» **Challenge**: Transcribe the rows below line by line, leaving every character unchanged.

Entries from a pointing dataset
* * * * *
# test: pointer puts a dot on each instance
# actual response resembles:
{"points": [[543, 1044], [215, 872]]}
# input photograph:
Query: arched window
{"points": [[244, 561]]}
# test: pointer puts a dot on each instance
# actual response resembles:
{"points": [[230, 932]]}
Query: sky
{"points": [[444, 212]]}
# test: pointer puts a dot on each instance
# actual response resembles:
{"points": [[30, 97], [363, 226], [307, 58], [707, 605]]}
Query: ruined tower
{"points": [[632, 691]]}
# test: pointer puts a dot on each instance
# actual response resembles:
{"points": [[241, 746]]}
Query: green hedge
* * * * *
» **Answer below**:
# test: pointer puts a dot on each instance
# actual response resembles:
{"points": [[543, 1044], [215, 872]]}
# input photograph:
Query: arched window
{"points": [[244, 561]]}
# test: pointer puts a dot on each instance
# actual response resembles:
{"points": [[230, 932]]}
Query: sky
{"points": [[444, 212]]}
# test: pointer puts a dot on each instance
# actual response resembles:
{"points": [[30, 97], [363, 226], [307, 58], [707, 605]]}
Query: ruined tower
{"points": [[632, 691]]}
# test: pointer puts a dot on each instance
# actual response resembles:
{"points": [[241, 746]]}
Query: green hedge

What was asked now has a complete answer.